* DOCUMENT SECTION:

###

Alpha and Omega

“After all, what’s a life, anyway? We’re born, we live a little while, we die. A spider’s life can’t help being something of a mess, with all this trapping and eating flies. By helping you, perhaps I was trying to lift up my life a trifle. Heaven knows anyone’s life can stand a little of that.”

– Charlotte the spider – Charlotte’s Web, by E.B. White

Birth and death are both part of any physician’s career.  While the newness of taking part in either wears off over time, the uniqueness of the experience doesn’t.  Holding ultimate responsibility for another human being’s life in your hands is a hard experience to describe.  It’s sort of like an all-encompassing weight – not a physical weight, like trying to hold something heavy in your arms or slung over your back.  It’s more like a mental weight – a crisp, sudden heaviness that comes with the realization that what you do in this moment is going to irrevocably deflect the path of another person’s life.  It fills your body and your mind with a powerful yet dizzying energy.  While I’ve come to expect and even anticipate this in practice, there is nothing else in life that ever comes close to replicating it.

My first clinical experience with death was seventeen years ago, when I was a 19-year-old emergency department (ED) technician in Worcester, Massachusetts.  I’d gotten my Emergency Medical Technician (EMT) license as a freshman in college and that summer, thanks to the incredible generosity of my neighbor and mentor Dr. Mary-Ellen Taplin, I got a job working in the Worcester Medical Center ED.  I’d been there a few weeks when an ambulance brought an elderly patient in with full cardiac arrest.  Her heart had stopped, she collapsed, her family called 911, and now the ambulance crew had brought her here.

###

* ABOUT THIS TASK: Render this sentence from the essay on birth and death in medicine into Spanish: "Birth and death are both part of any physician's career."

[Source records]

###

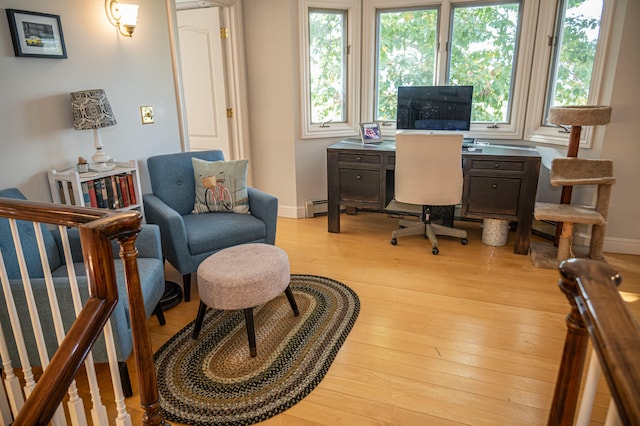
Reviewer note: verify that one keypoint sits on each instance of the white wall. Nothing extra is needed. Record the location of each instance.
(622, 141)
(272, 93)
(36, 128)
(36, 131)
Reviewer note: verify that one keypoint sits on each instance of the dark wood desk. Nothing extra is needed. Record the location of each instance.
(500, 182)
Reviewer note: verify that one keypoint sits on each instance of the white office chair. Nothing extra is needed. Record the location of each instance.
(428, 174)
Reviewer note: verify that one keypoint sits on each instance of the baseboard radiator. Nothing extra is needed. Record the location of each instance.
(313, 208)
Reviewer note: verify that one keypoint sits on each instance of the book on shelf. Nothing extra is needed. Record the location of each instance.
(85, 193)
(132, 189)
(124, 189)
(66, 194)
(93, 199)
(108, 182)
(105, 195)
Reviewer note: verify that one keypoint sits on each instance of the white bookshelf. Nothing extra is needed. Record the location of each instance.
(72, 188)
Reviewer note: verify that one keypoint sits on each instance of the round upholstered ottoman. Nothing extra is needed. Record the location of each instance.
(243, 277)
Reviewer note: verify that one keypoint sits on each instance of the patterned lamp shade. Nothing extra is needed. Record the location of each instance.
(91, 110)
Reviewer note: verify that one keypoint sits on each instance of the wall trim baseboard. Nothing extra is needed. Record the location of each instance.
(293, 212)
(611, 245)
(621, 245)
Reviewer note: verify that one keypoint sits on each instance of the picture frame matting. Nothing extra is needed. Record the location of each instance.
(35, 34)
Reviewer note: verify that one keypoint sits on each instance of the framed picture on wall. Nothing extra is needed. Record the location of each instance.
(370, 132)
(37, 35)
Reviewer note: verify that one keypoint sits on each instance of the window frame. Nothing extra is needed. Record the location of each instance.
(533, 55)
(535, 129)
(525, 42)
(351, 124)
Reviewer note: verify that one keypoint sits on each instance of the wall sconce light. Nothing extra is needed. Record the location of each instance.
(123, 16)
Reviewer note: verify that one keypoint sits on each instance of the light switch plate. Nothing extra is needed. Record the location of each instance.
(146, 112)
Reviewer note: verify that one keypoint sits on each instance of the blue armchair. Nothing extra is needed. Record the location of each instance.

###

* EXERCISE RESPONSE: El nacimiento y la muerte forman parte de la carrera de cualquier médico.